Natural-language object grounding data:

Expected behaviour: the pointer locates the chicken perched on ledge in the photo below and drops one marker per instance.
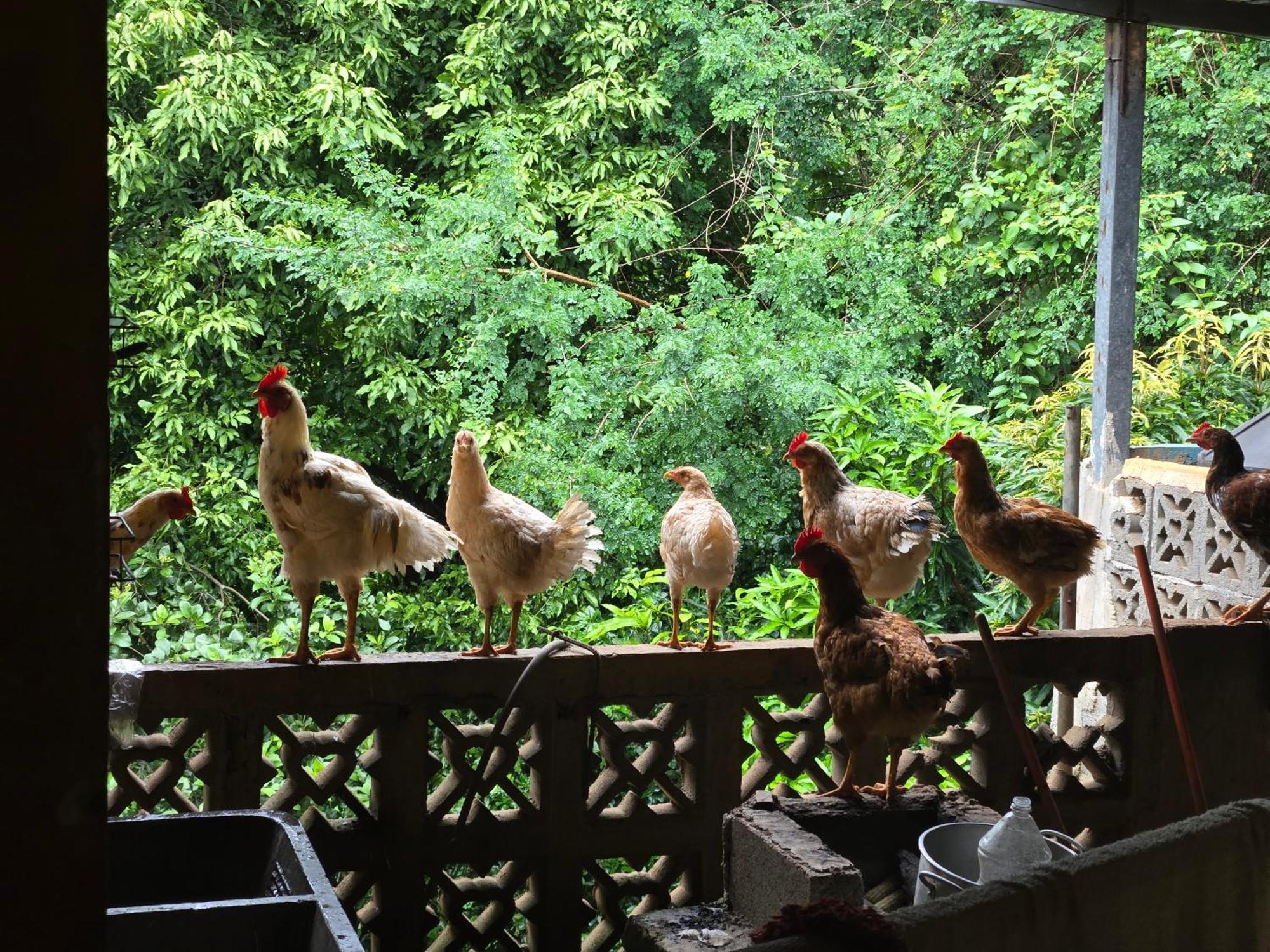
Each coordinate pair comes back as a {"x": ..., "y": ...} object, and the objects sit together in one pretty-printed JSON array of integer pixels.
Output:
[
  {"x": 145, "y": 519},
  {"x": 1037, "y": 546},
  {"x": 881, "y": 675},
  {"x": 887, "y": 536},
  {"x": 699, "y": 548},
  {"x": 511, "y": 549},
  {"x": 1243, "y": 498},
  {"x": 333, "y": 522}
]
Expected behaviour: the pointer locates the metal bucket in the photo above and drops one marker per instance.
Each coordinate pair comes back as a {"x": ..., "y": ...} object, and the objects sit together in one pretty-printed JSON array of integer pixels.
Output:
[{"x": 951, "y": 857}]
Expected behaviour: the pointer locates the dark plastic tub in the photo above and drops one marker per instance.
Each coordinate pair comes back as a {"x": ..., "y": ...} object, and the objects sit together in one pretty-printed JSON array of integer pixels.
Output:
[{"x": 220, "y": 882}]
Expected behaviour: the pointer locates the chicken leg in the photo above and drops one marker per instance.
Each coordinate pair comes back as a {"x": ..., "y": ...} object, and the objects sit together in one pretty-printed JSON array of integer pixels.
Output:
[
  {"x": 846, "y": 789},
  {"x": 890, "y": 789},
  {"x": 351, "y": 591},
  {"x": 486, "y": 649},
  {"x": 307, "y": 593},
  {"x": 676, "y": 601},
  {"x": 1248, "y": 614},
  {"x": 510, "y": 648},
  {"x": 712, "y": 605},
  {"x": 1027, "y": 625}
]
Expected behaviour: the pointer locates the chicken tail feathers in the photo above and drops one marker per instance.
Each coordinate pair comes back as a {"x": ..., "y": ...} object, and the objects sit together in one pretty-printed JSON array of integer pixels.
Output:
[
  {"x": 407, "y": 539},
  {"x": 577, "y": 544}
]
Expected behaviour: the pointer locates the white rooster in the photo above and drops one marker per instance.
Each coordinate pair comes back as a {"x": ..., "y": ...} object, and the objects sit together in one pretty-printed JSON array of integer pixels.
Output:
[
  {"x": 332, "y": 520},
  {"x": 699, "y": 548},
  {"x": 886, "y": 535},
  {"x": 511, "y": 549}
]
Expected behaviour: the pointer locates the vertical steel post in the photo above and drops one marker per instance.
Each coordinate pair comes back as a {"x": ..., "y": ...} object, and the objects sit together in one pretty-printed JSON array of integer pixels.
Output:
[
  {"x": 1064, "y": 704},
  {"x": 1121, "y": 188}
]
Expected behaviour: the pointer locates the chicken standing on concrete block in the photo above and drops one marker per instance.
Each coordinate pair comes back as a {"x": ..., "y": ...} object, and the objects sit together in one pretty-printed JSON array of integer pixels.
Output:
[
  {"x": 1037, "y": 546},
  {"x": 333, "y": 522},
  {"x": 511, "y": 549},
  {"x": 1243, "y": 497},
  {"x": 699, "y": 549},
  {"x": 886, "y": 535},
  {"x": 881, "y": 675}
]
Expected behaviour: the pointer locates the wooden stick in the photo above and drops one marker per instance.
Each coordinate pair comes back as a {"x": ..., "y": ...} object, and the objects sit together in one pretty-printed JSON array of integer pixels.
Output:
[
  {"x": 1017, "y": 723},
  {"x": 1166, "y": 667}
]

**THE PROBLEM:** From the first line to the last, output the records exactly without pictures.

**ANSWER:**
Expected behaviour: the pointer locates the chicken perched on ledge in the photo below and drops one marker per instance.
Each coordinate pair comes back as a {"x": ..., "y": ...} object, and the objects sit together in one pretty-printed JSON array of integer pixels.
Output:
[
  {"x": 145, "y": 519},
  {"x": 1037, "y": 546},
  {"x": 881, "y": 675},
  {"x": 887, "y": 536},
  {"x": 699, "y": 548},
  {"x": 511, "y": 549},
  {"x": 1243, "y": 498},
  {"x": 333, "y": 522}
]
Expected behaviour: the pointer locates the metal bucket in the photo above and drops one marker per instance.
Each coordinate pair comes back as a {"x": ..., "y": ...} object, and the objects sit together in one pretty-printed JSON array of integer pixels.
Output:
[{"x": 951, "y": 857}]
Expected behaviour: the pointer locates the dark plastic tub in the photo above and drops one marker per instance.
Each coordinate pair comes back as a {"x": ..., "y": ...} object, and the objects sit together in one pretty-printed JSON array of integer pixels.
Output:
[{"x": 220, "y": 882}]
Expected behaviour: the pointer locates the chicken leg in the photo above and drops one marker per instance.
Each coordinate pair comes back as a {"x": ..., "y": ...} object, and the objects sit together in one pretty-printed JSON array of integer pixels.
Output:
[
  {"x": 846, "y": 789},
  {"x": 890, "y": 789},
  {"x": 351, "y": 591},
  {"x": 486, "y": 649},
  {"x": 307, "y": 593},
  {"x": 676, "y": 601},
  {"x": 1248, "y": 614},
  {"x": 510, "y": 648},
  {"x": 712, "y": 605},
  {"x": 1027, "y": 625}
]
Expected behaviour: the pointer locates the chicken tail feathers in the photo above and drops one marker per instance.
Each coordinate pair comes back as a {"x": ..., "y": ...} object, and the objects sit together in one pretty-printed JSON array of integer pixels.
Output:
[
  {"x": 407, "y": 539},
  {"x": 577, "y": 544}
]
Expected behaviour: the pointer locates the white rooster in the photo above and drops one marker per instance.
Each coordinate pair comes back as a {"x": ..., "y": ...} object, and the objects sit together in one pretty-printed JSON array of integer pixels.
Output:
[
  {"x": 332, "y": 520},
  {"x": 699, "y": 548},
  {"x": 886, "y": 535},
  {"x": 511, "y": 549}
]
Expected behaviour: the pointer locates the vertical steel post in the photo above and drops one marker per instance.
Each coordinate pair comes back as a {"x": ..., "y": ...} object, and the objects sit together in one pretty-printed JSON array of integer pixels.
Output:
[
  {"x": 1064, "y": 704},
  {"x": 1121, "y": 188}
]
Expected behaviour: the pointer locates the chicken standing on concrete block in the photo above and drops one marker per instance.
Each coordinate pair comes back as a {"x": ..., "y": ...} object, and the objects sit together in one pretty-printed JSON array of integer pixels.
Output:
[
  {"x": 1037, "y": 546},
  {"x": 333, "y": 522},
  {"x": 511, "y": 549},
  {"x": 1243, "y": 497},
  {"x": 699, "y": 549},
  {"x": 886, "y": 535},
  {"x": 881, "y": 675}
]
Expected behaviour: the pointer locates the wooden stick in the photo above and drops one marker per instance.
Each coordinate pair comes back as a {"x": ..., "y": ...} object, and the objects sit together in one pretty-printed JSON array of integer pixels.
Output:
[
  {"x": 1017, "y": 723},
  {"x": 1166, "y": 667}
]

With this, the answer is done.